▶ **EXERCISE REQUIREMENTS**
1 – Do these statements agree with the olive oil shop and restaurant news? (a) Old World Olive Press carries 50 varieties of extra virgin oils and balsamic vinegars. (b) Corazon opened last year in the former Pikositos location. (c) Corazon serves enchiladas in premade sauce. Answer yes or no for each, and quote the words from the news that decide it.
2 – Pick up the olive oil shop and restaurant news after its final sentence and carry it forward.

▶ **DOCUMENT EXTRACT**

☆ ☆ ☆ ☆ ☆

Old World Olive Press has a selection of olive oils, some with polyphenol counts as high as 700, which to foodies or nutritionists equals healthy eating.

The store carries 50 different varieties of extra virgin oils and balsamic vinegars, available in a variety of quantities like 375 ml bottles and gift sets with smaller quantities. 

If you're interested in learning more or visiting Old World Olive Press, they have a grand opening Friday Dec. 16 at Noon, or you can get updates at their Facebook page.

Corazon's Mexican food with a modern twist spices up Grand Rapids' S. Division

If you're craving wet burritos smothered in canned gravy or enchiladas swimming in premade sauce, don't go to Corazon. The restaurant, a new addition to the business community along Grand Rapids' S. Division Ave., aims to lure customers with a selection of house-made salsas and pico de gallo, fresh soups, beef brisket tacos and vegetarian entrées.

Owners Andy Serba and Ryan Burns opened Corazon last month in the former Pikositos location (122 S. Division Ave.).

☆ ☆ ☆ ☆ ☆

▶ **DATA FOR REVIEW**
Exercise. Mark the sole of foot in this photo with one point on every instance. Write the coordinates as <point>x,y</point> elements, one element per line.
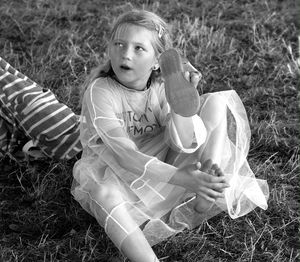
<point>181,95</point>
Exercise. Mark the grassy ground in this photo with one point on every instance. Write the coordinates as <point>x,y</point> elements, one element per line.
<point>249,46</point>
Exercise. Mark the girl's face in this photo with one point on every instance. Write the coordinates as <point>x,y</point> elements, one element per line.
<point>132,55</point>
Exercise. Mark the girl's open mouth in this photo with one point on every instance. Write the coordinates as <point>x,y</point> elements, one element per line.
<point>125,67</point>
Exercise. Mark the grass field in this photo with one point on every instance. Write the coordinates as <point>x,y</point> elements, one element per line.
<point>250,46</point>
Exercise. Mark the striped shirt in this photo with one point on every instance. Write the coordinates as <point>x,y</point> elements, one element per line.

☆ ☆ ☆ ☆ ☆

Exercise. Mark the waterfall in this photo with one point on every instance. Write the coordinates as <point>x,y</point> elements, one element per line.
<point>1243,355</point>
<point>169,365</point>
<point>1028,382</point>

☆ ☆ ☆ ☆ ☆

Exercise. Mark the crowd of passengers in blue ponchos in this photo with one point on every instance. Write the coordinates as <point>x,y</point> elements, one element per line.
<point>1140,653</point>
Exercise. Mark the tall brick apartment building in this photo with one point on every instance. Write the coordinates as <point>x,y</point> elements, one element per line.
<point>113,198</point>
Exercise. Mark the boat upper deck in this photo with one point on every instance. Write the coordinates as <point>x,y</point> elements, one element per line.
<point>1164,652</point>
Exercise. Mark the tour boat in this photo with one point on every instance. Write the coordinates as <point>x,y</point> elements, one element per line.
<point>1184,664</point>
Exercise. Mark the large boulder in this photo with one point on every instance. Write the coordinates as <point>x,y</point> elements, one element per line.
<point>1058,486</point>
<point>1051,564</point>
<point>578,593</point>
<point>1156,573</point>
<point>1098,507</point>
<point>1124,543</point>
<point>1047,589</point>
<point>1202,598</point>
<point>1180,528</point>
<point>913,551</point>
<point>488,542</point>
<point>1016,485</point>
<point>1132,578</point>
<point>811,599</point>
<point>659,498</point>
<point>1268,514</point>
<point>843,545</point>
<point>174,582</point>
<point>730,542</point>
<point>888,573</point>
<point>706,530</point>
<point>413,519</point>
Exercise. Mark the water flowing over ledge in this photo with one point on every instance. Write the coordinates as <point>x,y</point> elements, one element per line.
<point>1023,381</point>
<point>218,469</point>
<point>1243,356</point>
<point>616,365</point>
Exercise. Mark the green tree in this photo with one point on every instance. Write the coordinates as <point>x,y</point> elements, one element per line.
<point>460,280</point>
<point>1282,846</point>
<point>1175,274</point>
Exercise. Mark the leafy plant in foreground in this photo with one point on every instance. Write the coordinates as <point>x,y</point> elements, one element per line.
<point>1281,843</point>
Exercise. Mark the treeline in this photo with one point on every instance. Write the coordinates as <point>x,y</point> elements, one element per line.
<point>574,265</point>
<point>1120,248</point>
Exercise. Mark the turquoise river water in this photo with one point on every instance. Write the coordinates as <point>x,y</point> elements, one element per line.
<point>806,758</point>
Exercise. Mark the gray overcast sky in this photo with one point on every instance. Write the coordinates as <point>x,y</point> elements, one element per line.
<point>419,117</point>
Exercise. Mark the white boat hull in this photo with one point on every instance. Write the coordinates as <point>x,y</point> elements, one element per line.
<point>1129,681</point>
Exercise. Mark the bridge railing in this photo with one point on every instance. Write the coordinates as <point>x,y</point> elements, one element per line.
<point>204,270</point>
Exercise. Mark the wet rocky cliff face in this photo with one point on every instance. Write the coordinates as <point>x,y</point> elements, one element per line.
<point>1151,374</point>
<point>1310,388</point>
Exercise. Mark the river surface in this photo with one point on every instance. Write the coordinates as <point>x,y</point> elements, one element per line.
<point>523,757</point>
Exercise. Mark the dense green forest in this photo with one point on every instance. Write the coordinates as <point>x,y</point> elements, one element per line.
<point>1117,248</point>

☆ ☆ ☆ ☆ ☆

▶ **ANSWERS GIVEN**
1 –
(a) Yes: "The store carries 50 different varieties of extra virgin oils and balsamic vinegars"
(b) No: "Owners Andy Serba and Ryan Burns opened Corazon last month in the former Pikositos location"
(c) No: "If you're craving wet burritos smothered in canned gravy or enchiladas swimming in premade sauce, don't go to Corazon."

2 –
"This is Mexican with a modern twist," says Andy Serba. "Everything is fresh-to-order. We add a twist to vegetarian options like tofu, a mojo pepper and onion mixture, and a mushroom-poblano pepper-pesto mix."

The fall seasonal menu features an unusual flavor blend of pumpkin mole beef brisket on a soft tortilla with pico de gallo. Serba says pairing this entrée with the restaurant's delicious butternut squash bisque is a win/win.

Meat and non-meat burritos are on the menu, and Serba says creating a signature wet sauce is a process yet to be taste-tested. "We have a soup of the day that's a Brazilian feijoada stew with chorizo, chicken [and] braised beef slow roasted with black beans, veggies and spices. We're thinking about working that into a sauce for wet burritos."

Serba and Burns also operate their two-year-old catering business, Afternoon Delight Catering, out of the restaurant. Serba says the catering aspect will help them float the restaurant financially until it builds up a customer following.

Corazon is open from 11 a.m. to 4 p.m. Monday through Friday.

Source: Andy Serba, Corazon and Afternoon Delight
Writer: Deborah Johnson Wood, Development News Editor

Clark Communications, Media Place Partners join growing community on Grand Rapids' S. Division

Inside the new digs of Clark Communications and Media Place Partners, warm-hued woods, aged brick walls and natural daylight streaming through glass curtain walls greet visitors. An old industrial wood and metal staircase leads from 131 S. Division Ave. (Grand Rapids) down to the lower level space, where the rear entry opens to a lobby facing an alley on the east.

"It's kind of a different set-up," says Clark Communications owner Craig Clark with a smile, motioning to both entries.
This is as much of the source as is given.